┌─ Extracted text

Examining Passages from Genesis Used to Support Patriarchy in the Church

Last time, we discussed biblical passages from the New Testament epistles used to support Christian patriarchy; today we will look at passages from the first chapters of Genesis. I chose these passages because they are specifically referenced in the 1988 Danvers Statement by The Council on Biblical Manhood and Womanhood.

Genesis 3, 1 Timothy 2, and Christian Patriarchy

The Temptation of Eve

Advocates of patriarchy use two New Testament passages that reference Genesis in regard to a woman’s role in church and family. The first is 1 Timothy 2:

A woman should learn in quietness and full submission. I do not permit a woman to teach or to assume authority over a man; she must be quiet.

For Adam was formed first, then Eve. And Adam was not the one deceived; it was the woman who was deceived.

The author does not allow women to ‘teach or to assume authority over a man’, so in today’s patriarchal churches women are also forbidden to teach or assume authority over men. They are allowed to teach women or children—but not men. This is a strict (and demeaning) doctrine.

└─
┌─ Source material

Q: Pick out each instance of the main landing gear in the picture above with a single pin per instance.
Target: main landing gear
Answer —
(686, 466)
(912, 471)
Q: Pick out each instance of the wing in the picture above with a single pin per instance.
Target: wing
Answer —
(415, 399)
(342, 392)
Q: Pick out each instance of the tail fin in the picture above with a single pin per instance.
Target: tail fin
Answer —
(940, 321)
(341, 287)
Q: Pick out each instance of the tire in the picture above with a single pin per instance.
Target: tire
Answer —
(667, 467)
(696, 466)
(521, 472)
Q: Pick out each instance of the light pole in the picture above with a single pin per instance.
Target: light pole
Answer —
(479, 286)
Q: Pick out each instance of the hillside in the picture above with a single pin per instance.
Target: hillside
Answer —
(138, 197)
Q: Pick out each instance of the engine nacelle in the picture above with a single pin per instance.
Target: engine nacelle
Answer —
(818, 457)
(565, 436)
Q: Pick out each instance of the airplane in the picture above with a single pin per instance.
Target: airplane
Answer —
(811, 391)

└─

▶ Assigned task A: According to the article on Genesis and patriarchy in the church, which document specifically references the Genesis passages it examines?
▶ Assigned task B: Pick up the article on Genesis passages used to support patriarchy in the church after its last sentence and write the next part.

▶ Response area A: The 1988 Danvers Statement by The Council on Biblical Manhood and Womanhood.

▶ Response area B:
The reason given for this is that Adam was created first and that Eve, not Adam, was the one deceived into eating the forbidden fruit—referencing Genesis 3:

Now the serpent was more crafty than any of the wild animals the Lord God had made. He said to the woman, “Did God really say, ‘You must not eat from any tree in the garden’?”…

When the woman saw that the fruit of the tree was good for food and pleasing to the eye, and also desirable for gaining wisdom, she took some and ate it. She also gave some to her husband, who was with her, and he ate it. Then the eyes of both of them were opened, and they realized they were naked…

Then the Lord God said to the woman, “What is this you have done?” The woman said, “The serpent deceived me, and I ate.”…“I will make your pains in childbearing very severe; with painful labor you will give birth to children. Your desire will be for your husband, and he will rule over you.”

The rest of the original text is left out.